### What you need to do
(1) Decide whether each statement (a), (b) and (c) agrees with the journal passage on Handke's notebooks. Answer yes or no for each, and quote the exact words from the passage that settle it. (a) The writer gets up at 6:30. (b) The bookmark opens the book to page 42. (c) The writer notices the coffee's fragrance while pouring it.
(2) In the journal passage on Handke's notebooks, copy the stretch from "Innere Dialoge an" through "to page 24.", changing "coffee" to "tea".
(3) Write what comes next in the journal passage on Handke's notebooks, starting after its last sentence.

Innere Dialoge an den Rändern 2016-2021
Inner Dialogues at the Peripheries
27 May 2022
Up at 6:30. While coffee brews, I open the new collection from Handke’s notebooks: fragments of thought, aphorisms, reading notes, reflections. I begin the day as a reader reading the notes of a reader: “Before I began to read, about midday, when ‘the day was almost old,’ the silent exclamation: ‘So, and now to what is decisive!’” [from the back cover]
My bookmark (a noble word) takes me to page 24.
“A shocking ‘Suddenly’: Suddenly I have nothing more to read (Tolstoy’s breakdown [Versagen] in the epilogue to ‘War and Peace,’ utterly: nothing more to read)”
“On some mornings, even now, as if newborn. —Newborn? — Born anew [Umgeboren]”
“Intensification: ‘I ask.’ —–> ‘It asks itself’”
I’m sitting in front of the Hotel Moscow in Belgrade, writing in my notebook. Peter approaches and asks: “Was denkt in dir?” What is thinking in you?
I pour coffee, return to my study, set the cup down and take up the book again. Before I open it, aspen leaves outside quake in a breeze and I watch through the window. I haven’t even tasted the coffee, I think, nor did I note its fragrance when I poured it. I pick up the cup and sip the welcome bitterness. I sit and sip and watch the aspen in the early light. I open Handke’s book again and am greeted (coincidence!) by a corresponding thought:
“Devotional eating, dining: Return!—But have I ever experienced that?—Yes: at the time of Slow Return Home”

### Dataset rows
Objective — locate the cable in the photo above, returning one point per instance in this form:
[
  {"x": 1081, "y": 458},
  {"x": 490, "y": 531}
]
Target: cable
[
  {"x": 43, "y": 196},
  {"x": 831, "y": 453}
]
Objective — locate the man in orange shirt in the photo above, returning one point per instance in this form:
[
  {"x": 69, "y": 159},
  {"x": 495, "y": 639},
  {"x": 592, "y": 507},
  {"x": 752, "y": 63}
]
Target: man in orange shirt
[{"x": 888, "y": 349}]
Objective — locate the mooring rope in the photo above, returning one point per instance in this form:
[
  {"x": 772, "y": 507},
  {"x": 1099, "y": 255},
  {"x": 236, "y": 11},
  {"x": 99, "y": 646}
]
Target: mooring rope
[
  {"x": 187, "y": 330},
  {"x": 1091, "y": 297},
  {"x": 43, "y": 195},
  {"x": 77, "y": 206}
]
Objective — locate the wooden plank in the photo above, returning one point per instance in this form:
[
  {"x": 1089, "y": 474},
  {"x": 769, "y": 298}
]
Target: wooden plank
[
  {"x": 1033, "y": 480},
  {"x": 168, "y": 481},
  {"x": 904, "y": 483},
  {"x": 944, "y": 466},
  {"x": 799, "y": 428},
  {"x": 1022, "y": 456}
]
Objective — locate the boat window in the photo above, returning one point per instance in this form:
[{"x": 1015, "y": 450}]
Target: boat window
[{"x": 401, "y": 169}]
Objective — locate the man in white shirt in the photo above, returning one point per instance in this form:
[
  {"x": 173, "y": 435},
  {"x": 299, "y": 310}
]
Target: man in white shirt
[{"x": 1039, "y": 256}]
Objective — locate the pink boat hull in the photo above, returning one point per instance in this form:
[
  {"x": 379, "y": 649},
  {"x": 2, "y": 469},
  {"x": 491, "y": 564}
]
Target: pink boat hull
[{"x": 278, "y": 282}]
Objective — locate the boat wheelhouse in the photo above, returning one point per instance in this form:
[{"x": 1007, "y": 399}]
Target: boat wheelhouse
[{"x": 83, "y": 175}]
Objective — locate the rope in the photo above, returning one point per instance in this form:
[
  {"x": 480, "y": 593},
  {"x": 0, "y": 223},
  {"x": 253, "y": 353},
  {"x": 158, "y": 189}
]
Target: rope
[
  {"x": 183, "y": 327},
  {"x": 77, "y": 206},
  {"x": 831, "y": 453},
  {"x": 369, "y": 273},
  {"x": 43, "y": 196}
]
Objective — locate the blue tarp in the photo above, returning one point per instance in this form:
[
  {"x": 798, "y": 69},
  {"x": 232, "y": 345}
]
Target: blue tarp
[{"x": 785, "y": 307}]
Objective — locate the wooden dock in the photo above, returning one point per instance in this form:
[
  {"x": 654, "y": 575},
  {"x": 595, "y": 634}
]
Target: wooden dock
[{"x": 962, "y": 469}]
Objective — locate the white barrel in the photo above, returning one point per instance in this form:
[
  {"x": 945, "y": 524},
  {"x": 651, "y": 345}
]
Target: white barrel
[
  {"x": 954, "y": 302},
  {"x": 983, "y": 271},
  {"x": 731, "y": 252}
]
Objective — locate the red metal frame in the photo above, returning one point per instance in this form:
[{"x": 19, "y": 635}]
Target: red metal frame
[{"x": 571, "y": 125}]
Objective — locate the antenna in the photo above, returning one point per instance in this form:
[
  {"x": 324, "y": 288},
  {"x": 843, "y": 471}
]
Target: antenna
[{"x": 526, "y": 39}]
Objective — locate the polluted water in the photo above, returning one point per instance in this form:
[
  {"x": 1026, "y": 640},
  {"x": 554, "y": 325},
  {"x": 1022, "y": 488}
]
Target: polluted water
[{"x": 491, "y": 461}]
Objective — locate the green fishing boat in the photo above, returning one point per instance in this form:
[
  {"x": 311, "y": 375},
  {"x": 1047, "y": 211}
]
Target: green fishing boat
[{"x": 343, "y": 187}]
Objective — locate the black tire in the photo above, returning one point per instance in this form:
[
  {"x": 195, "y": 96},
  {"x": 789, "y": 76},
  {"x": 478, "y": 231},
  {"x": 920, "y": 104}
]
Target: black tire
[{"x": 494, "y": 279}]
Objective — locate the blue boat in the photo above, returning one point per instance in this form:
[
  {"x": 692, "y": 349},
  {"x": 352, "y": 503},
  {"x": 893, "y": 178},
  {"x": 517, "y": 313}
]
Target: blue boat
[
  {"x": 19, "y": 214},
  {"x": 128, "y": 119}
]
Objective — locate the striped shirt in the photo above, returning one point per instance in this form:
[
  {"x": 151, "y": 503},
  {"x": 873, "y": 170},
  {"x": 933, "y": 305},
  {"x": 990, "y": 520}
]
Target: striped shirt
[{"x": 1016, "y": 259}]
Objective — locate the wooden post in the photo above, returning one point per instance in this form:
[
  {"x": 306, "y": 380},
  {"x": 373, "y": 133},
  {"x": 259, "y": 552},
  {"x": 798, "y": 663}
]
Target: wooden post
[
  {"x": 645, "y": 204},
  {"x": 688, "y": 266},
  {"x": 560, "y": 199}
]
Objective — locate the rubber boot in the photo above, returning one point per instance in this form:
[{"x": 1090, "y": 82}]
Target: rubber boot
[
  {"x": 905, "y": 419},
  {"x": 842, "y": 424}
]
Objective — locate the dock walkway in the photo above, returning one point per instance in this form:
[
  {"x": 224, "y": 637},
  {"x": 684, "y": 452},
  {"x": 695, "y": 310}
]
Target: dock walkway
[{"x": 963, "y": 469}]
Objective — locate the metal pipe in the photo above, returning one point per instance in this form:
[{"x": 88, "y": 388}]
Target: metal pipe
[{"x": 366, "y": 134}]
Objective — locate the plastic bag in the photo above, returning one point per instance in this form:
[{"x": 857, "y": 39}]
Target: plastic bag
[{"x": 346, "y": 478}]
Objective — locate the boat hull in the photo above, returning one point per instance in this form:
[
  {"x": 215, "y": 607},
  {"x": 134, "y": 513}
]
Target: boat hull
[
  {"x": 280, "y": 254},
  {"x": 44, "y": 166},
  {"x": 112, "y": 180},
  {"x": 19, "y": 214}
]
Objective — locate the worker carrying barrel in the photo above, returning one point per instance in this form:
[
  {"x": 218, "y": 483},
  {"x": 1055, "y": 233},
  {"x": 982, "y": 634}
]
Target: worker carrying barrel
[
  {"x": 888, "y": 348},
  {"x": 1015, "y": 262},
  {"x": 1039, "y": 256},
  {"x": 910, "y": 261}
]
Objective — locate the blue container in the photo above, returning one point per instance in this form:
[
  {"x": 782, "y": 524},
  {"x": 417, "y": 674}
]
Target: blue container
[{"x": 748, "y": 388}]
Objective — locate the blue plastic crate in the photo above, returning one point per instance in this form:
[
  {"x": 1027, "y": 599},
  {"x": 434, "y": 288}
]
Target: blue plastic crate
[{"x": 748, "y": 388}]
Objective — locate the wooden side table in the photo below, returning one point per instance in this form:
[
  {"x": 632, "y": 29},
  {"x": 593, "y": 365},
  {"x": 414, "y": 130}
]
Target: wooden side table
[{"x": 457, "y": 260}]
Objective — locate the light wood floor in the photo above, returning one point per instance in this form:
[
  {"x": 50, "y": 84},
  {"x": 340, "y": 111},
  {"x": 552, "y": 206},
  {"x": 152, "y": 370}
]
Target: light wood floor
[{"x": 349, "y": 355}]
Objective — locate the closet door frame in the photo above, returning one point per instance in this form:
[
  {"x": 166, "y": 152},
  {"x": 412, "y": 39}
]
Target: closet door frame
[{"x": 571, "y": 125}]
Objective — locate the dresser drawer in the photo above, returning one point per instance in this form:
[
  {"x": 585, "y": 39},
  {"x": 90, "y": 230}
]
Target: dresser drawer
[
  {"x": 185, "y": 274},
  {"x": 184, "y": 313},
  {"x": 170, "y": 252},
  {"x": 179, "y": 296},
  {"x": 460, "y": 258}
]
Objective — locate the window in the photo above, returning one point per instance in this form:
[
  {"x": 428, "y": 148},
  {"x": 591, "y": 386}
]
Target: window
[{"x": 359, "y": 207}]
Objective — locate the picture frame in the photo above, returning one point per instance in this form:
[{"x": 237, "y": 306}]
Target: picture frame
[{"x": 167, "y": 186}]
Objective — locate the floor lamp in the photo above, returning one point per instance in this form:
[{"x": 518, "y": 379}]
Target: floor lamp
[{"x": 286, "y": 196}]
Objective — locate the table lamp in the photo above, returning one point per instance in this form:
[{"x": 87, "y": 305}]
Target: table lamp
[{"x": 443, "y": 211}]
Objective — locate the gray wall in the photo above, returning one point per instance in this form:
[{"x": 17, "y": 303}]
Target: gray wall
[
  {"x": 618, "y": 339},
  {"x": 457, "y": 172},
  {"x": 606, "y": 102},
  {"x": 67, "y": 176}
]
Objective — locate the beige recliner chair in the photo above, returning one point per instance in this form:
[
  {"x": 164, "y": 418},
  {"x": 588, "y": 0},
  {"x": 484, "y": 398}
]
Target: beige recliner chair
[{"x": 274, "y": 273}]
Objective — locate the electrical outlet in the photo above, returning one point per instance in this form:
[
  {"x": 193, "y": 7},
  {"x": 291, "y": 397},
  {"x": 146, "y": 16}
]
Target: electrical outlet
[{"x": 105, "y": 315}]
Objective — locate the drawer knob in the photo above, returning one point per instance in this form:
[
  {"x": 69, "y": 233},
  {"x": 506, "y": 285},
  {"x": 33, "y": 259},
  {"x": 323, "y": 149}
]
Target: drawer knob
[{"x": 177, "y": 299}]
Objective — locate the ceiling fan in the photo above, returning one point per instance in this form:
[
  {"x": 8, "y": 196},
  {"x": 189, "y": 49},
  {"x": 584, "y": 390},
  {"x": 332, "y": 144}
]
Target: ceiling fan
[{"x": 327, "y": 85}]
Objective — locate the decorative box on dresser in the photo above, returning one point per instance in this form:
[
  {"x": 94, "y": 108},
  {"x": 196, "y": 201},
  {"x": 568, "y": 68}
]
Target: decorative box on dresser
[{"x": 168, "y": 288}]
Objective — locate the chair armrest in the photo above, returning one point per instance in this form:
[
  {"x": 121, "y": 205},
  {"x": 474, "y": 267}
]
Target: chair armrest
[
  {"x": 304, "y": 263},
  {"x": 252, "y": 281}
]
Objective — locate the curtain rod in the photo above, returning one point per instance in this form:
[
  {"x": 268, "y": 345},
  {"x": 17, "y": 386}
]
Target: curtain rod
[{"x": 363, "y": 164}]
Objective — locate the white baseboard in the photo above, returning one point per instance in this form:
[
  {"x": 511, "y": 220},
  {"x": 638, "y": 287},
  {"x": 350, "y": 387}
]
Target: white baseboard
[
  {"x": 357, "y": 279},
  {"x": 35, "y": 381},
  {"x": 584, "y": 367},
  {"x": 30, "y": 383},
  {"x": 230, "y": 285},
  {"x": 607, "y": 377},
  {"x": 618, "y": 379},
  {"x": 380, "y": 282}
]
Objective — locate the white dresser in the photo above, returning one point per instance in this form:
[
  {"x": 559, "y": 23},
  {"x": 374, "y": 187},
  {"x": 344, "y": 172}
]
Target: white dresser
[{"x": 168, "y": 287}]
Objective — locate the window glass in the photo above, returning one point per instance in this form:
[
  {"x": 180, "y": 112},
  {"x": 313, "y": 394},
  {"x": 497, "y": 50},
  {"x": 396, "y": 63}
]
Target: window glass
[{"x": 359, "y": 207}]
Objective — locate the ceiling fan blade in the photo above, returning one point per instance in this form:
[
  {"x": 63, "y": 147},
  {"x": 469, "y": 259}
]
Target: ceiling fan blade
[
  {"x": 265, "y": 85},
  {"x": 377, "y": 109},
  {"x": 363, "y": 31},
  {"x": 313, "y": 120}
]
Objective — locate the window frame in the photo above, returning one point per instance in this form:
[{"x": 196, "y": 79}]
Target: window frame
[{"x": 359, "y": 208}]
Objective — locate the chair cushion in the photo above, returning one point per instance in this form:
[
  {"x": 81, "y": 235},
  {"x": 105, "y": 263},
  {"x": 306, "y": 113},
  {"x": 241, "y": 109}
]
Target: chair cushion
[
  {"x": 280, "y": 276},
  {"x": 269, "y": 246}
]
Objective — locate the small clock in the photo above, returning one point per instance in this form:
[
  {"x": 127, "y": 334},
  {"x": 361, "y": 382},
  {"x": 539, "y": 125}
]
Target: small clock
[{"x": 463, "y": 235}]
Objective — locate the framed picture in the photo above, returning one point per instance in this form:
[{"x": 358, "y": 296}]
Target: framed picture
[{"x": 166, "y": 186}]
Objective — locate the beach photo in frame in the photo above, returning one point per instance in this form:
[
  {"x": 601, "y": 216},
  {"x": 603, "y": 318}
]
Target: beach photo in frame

### The answers
(1)
(a) Yes: "Up at 6:30."
(b) No: "My bookmark (a noble word) takes me to page 24."
(c) No: "nor did I note its fragrance when I poured it."

(2)
Innere Dialoge an den Rändern 2016-2021
Inner Dialogues at the Peripheries
27 May 2022
Up at 6:30. While tea brews, I open the new collection from Handke’s notebooks: fragments of thought, aphorisms, reading notes, reflections. I begin the day as a reader reading the notes of a reader: “Before I began to read, about midday, when ‘the day was almost old,’ the silent exclamation: ‘So, and now to what is decisive!’” [from the back cover]
My bookmark (a noble word) takes me to page 24.

(3)
“And once again: Tolstoy awakens the silent organ in me? Or only the ancestral jew’s harp? — Why ‘only’?”
I remember the scene from The Moravian Night when the former writer happens on a gathering of jew’s-harp players whose simple music with limited means reminds him of his own craft. Imagined performances of national anthems raise his ire: “abusing the jew’s-harp to play mendacious harmonies: that was impermissible.” Each note should emanate from reflections, he thinks, should avoid “any kind of melodic demagoguery.”
“’He savored his slowness like a melody’ (Robert Walser)”
“Someone mocks me—but I continue to write, shivered by the gentleness of the cold (not an oxymoron)”
“The prayer of thanks most fitting for me: ‘Thank you, phenomena, appearances, manifestations [Erscheinungen]”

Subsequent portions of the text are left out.